#### Document extract

▬▬▬▬▬▬▬▬▬▬

A production plant and a tree

Investment Cost Calculations in the Process Industry: Understanding Failures and Pursuing Accuracy

Frequent headlines and discussions lamenting budget overruns in infrastructure and industrial projects raise questions about the accuracy of investment cost estimates. Criticisms often target project management and the accuracy of calculations, prompting queries like, “Can't they manage projects? How difficult is it to calculate accurately?”

This text seeks to offer insights from AFRY and a technical consultant regarding investment cost calculations in the process industry. By addressing common questions and providing potential answers, we aim to shed light on this complex issue.

A production plant


AFRY works in various industries and with different types of clients, from large established corporations to small start-up companies. Project development work varies across industries, both in how it's conducted and the level of maturity it achieves at different stages. The differences depend on many factors, such as how equipment and process steps can be purchased for the process. This article is based on experience and impressions from various industries and different types of projects. For practical reasons, the article contains some generalizations and typical examples, rather than universal facts. Some of the challenges described in this article do not apply to all clients as they have different conditions and methodologies for working with project development.

Challenges with the Investment Cost Estimate

Why estimate Investment Costs? The rationale behind investment cost estimates may appear straightforward: to ascertain the investment's cost, assess its profitability, and arrange financing. However, in certain contexts, alignment between those responsible for estimates and those making investment decisions isn't always evident. The axiom "one does not invest their own money," often rings true for individuals commissioning and conducting pre-project work, tasked with cost calculations within the industry. Sometimes, motivations for pushing an investment forward transcend short-term profitability, encompassing factors like job security, facility future-proofing, or personal involvement in the project. Consequently, those tasked with estimates may have incentives to minimize costs, either by underestimating or simplifying technically, prior to presenting to decision-makers. As consultants, we occasionally encounter directives such as, "We must keep costs below xxx million SEK, or the project won't proceed." However, once the investment decision is finalized, a shift in mindset may occur.

▬▬▬▬▬▬▬▬▬▬

#### Supplied data

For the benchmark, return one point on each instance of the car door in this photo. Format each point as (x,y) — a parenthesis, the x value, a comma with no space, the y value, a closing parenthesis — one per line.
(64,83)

▬▬▬▬▬▬▬▬▬▬

#### Written problem A
In the article on investment cost calculations, what range of clients does AFRY work with?
#### Written problem B
Reproduce the passage of the article on investment cost calculations that begins at the words "A production plant and" and stops after "this complex issue.".
#### Written problem C
Condense the paragraph of the article on investment cost calculations that opens with "AFRY works in various industries" into a shorter version that keeps its main facts.

#### Correct response A
AFRY works with clients ranging from large established corporations to small start-up companies.

#### Correct response B
A production plant and a tree

Investment Cost Calculations in the Process Industry: Understanding Failures and Pursuing Accuracy

Frequent headlines and discussions lamenting budget overruns in infrastructure and industrial projects raise questions about the accuracy of investment cost estimates. Criticisms often target project management and the accuracy of calculations, prompting queries like, “Can't they manage projects? How difficult is it to calculate accurately?”

This text seeks to offer insights from AFRY and a technical consultant regarding investment cost calculations in the process industry. By addressing common questions and providing potential answers, we aim to shed light on this complex issue.

#### Correct response C
AFRY works across many industries with clients ranging from large established corporations to small start-ups. Project development differs between industries in how it is carried out and how mature it becomes at each stage. These differences depend on factors such as how equipment and process steps can be purchased. The article draws on experience from various industries and project types. It relies on generalizations and typical examples rather than universal facts. Some of the challenges it describes do not apply to every client, since clients have different conditions and methods for project development.